*** Opening of Dataset records ***

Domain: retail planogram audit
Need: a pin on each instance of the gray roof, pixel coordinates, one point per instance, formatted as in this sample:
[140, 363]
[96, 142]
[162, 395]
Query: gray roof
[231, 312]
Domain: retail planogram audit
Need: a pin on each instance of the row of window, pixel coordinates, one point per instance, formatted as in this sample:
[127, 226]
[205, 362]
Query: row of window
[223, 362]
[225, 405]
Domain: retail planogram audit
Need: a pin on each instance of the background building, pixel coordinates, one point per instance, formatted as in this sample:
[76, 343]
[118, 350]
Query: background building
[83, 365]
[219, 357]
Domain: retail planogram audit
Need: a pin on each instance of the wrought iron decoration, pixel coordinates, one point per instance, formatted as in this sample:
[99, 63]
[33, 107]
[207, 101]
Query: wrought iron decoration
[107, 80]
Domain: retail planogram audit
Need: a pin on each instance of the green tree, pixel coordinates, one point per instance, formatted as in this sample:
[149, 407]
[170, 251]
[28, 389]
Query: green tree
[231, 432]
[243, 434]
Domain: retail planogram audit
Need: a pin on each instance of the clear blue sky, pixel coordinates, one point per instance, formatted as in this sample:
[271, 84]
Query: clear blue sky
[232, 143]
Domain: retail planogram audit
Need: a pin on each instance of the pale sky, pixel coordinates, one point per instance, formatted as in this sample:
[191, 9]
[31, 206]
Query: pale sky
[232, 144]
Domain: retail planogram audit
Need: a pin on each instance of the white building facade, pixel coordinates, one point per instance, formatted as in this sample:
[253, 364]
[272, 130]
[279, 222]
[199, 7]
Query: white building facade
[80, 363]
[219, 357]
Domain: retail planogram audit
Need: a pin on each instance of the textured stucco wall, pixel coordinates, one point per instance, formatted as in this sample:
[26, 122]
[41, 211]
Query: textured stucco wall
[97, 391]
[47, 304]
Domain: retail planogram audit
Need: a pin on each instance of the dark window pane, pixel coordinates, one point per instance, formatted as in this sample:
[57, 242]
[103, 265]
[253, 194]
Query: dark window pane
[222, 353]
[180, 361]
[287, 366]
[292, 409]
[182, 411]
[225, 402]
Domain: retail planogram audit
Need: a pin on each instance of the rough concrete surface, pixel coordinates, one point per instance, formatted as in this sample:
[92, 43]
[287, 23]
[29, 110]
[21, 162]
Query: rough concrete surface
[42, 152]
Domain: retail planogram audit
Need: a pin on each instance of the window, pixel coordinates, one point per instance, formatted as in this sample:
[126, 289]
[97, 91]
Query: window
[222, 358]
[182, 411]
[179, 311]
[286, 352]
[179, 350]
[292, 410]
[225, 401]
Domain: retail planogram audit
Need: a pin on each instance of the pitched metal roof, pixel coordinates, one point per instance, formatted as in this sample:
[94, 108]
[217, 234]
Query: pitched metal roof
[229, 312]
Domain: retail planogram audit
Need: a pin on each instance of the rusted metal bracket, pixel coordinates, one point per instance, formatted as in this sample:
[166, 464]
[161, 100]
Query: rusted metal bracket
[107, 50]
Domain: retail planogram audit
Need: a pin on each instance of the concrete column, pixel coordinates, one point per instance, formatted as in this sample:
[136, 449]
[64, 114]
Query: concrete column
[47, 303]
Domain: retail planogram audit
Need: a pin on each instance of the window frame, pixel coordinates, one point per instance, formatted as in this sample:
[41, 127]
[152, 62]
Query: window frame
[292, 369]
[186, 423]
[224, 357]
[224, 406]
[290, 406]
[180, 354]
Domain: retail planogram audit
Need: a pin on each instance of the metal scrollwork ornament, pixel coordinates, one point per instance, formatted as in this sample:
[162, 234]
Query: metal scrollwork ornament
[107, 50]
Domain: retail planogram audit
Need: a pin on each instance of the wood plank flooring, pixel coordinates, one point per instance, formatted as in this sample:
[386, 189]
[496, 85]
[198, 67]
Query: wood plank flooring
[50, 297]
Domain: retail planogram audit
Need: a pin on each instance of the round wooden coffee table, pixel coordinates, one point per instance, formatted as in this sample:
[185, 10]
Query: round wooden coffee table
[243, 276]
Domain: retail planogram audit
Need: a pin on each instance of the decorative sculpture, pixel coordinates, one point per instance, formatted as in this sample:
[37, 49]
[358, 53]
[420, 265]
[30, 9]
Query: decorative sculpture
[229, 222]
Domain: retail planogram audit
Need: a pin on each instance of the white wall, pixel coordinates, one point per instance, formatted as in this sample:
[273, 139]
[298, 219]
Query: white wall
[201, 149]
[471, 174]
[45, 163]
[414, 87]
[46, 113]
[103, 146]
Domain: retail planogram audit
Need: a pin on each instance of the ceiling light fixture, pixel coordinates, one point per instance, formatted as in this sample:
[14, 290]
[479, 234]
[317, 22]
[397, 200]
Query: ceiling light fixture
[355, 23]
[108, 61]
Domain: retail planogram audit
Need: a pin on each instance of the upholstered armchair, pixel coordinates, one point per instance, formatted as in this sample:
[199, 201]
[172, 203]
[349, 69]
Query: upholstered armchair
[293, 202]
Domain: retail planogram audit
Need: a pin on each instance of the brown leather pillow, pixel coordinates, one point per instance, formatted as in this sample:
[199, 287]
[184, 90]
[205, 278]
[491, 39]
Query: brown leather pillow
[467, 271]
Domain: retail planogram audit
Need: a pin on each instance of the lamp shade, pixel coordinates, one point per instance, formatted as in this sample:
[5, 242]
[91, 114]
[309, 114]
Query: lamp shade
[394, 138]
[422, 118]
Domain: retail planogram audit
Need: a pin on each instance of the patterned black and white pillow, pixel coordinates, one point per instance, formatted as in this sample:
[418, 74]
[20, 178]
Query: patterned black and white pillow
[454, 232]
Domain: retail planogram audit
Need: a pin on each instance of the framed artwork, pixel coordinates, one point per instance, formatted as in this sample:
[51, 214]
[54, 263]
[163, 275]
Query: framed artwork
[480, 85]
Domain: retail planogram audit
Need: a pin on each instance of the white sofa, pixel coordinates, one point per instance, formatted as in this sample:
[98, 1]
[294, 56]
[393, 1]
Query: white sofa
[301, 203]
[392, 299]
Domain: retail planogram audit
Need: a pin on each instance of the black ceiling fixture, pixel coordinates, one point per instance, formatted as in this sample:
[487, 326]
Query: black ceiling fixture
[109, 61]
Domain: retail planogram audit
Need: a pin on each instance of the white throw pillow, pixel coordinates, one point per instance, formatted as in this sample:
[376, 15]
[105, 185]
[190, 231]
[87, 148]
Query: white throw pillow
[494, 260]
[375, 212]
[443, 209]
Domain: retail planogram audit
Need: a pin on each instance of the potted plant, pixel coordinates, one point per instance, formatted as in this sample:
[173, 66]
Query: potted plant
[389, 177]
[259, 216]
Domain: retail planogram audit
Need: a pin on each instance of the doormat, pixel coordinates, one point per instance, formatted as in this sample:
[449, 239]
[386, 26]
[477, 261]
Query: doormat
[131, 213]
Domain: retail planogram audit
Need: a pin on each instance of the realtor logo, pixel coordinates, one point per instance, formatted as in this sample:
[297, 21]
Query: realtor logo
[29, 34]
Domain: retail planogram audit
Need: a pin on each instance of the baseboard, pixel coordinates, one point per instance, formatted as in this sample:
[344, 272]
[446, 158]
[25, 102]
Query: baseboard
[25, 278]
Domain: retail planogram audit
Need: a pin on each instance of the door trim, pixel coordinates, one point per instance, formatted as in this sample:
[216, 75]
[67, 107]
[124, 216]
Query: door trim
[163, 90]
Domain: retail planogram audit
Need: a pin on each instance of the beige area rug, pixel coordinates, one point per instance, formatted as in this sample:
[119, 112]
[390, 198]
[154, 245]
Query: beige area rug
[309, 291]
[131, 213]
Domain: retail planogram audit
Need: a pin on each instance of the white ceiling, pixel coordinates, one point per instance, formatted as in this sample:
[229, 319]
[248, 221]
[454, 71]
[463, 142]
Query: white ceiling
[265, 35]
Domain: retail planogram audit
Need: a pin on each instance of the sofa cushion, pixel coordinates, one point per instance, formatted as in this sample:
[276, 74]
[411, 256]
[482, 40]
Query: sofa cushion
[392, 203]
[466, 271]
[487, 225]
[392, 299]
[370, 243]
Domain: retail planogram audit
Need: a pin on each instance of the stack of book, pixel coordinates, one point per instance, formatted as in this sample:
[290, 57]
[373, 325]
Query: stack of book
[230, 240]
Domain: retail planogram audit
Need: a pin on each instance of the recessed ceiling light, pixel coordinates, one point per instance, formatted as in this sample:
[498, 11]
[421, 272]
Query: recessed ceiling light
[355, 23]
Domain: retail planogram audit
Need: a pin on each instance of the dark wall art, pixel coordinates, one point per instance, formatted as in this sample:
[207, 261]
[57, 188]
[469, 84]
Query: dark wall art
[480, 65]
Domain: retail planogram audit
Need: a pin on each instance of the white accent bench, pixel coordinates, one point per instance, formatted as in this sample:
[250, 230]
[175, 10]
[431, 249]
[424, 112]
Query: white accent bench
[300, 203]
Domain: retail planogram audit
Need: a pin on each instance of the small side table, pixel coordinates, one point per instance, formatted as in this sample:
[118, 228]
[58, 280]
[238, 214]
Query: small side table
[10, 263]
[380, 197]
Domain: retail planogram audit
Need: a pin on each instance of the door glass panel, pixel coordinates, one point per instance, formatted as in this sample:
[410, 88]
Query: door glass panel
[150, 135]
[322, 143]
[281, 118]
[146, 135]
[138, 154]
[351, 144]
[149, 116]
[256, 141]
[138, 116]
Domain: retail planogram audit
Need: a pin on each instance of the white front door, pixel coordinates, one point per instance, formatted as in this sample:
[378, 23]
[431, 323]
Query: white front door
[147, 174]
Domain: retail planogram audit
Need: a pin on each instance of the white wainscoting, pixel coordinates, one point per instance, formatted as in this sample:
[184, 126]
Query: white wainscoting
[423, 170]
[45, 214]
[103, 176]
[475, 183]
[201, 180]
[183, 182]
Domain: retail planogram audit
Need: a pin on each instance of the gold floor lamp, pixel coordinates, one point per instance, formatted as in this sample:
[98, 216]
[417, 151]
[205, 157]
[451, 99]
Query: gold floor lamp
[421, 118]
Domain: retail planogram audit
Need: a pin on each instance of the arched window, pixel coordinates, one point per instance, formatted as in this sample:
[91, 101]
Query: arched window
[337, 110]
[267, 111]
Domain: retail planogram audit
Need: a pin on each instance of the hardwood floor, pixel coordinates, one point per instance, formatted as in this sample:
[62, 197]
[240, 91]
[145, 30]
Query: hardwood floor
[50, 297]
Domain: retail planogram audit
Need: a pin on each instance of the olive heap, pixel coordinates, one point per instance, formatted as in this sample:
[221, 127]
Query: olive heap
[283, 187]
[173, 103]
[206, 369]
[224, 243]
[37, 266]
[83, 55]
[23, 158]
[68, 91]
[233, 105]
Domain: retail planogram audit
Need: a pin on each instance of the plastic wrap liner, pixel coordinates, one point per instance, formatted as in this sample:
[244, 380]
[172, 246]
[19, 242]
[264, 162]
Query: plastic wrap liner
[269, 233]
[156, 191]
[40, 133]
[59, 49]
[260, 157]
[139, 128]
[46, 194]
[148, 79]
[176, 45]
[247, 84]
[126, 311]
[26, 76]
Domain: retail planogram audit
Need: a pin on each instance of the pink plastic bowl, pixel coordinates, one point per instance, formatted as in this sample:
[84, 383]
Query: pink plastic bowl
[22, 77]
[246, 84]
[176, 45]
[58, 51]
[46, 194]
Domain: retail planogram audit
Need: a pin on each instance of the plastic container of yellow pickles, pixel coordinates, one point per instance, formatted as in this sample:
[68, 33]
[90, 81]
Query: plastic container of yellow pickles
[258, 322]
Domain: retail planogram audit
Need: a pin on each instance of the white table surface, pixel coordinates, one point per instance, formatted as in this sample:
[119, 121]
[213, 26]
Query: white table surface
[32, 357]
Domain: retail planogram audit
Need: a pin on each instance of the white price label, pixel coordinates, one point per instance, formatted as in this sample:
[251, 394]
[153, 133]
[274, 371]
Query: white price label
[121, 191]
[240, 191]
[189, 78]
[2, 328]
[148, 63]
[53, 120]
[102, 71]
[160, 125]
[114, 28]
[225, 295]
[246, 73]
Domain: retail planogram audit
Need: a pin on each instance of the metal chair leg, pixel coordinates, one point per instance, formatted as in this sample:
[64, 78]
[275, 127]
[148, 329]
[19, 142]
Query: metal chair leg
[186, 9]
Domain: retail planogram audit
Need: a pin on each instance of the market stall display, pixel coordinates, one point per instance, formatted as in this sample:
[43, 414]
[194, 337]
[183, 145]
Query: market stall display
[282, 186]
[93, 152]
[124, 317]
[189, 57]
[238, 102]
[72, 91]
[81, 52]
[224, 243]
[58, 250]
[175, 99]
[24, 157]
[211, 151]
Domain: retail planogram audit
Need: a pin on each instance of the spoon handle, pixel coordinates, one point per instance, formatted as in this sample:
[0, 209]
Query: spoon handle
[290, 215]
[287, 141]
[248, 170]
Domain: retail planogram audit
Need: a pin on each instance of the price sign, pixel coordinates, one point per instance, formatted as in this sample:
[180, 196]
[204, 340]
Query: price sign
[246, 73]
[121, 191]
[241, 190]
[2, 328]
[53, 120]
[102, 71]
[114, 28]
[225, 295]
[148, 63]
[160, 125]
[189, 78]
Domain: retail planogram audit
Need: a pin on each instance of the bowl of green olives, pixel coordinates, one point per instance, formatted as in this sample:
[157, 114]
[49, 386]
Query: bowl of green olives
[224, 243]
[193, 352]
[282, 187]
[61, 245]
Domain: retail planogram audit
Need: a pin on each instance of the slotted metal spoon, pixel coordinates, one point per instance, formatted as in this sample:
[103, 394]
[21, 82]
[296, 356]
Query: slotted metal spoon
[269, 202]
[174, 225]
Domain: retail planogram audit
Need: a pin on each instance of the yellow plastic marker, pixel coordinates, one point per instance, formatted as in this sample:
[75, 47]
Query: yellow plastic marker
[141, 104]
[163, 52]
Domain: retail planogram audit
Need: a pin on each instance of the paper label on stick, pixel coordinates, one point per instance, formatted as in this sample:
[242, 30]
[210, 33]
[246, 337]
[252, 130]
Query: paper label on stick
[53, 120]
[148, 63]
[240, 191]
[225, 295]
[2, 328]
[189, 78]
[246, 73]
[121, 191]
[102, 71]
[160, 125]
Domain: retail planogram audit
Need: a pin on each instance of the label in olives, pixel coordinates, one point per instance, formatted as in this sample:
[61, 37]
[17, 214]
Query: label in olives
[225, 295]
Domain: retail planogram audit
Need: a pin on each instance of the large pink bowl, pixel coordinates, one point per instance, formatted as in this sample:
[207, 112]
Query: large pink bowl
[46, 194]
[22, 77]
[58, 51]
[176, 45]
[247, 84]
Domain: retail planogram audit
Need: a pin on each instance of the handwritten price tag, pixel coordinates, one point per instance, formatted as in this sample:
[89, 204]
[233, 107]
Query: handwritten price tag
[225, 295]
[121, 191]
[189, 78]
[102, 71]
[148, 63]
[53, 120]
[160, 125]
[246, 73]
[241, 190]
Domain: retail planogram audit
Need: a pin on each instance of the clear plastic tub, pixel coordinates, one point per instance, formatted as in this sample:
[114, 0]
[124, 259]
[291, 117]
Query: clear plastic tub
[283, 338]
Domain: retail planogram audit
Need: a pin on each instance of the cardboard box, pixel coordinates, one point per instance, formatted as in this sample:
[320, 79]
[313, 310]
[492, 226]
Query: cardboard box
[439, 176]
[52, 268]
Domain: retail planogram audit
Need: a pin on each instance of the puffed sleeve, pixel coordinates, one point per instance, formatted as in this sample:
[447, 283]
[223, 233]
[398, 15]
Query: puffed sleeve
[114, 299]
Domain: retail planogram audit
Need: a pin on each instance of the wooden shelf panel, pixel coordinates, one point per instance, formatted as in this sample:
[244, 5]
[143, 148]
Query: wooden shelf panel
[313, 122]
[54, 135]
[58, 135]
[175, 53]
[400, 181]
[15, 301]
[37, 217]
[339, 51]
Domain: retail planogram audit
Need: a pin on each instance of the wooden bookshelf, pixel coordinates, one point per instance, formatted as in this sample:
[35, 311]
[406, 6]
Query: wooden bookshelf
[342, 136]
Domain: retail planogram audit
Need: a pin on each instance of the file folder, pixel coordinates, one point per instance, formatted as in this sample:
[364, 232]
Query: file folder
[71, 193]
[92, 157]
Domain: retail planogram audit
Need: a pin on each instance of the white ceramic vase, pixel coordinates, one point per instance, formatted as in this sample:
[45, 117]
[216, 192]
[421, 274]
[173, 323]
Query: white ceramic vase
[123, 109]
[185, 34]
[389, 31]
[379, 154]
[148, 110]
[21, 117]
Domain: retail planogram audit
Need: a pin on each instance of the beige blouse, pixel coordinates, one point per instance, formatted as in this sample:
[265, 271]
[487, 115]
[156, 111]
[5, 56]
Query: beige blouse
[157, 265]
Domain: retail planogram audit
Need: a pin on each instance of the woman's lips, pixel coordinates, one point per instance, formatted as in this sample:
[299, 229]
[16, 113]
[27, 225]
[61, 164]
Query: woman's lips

*** Close of Dataset records ***

What needs to be done.
Which lines hold the string "lips"? Copy all of them from the data above.

Answer section.
Need: a pin on each instance of the woman's lips, pixel coordinates, one point per instance, formatted as in this sample:
Query: woman's lips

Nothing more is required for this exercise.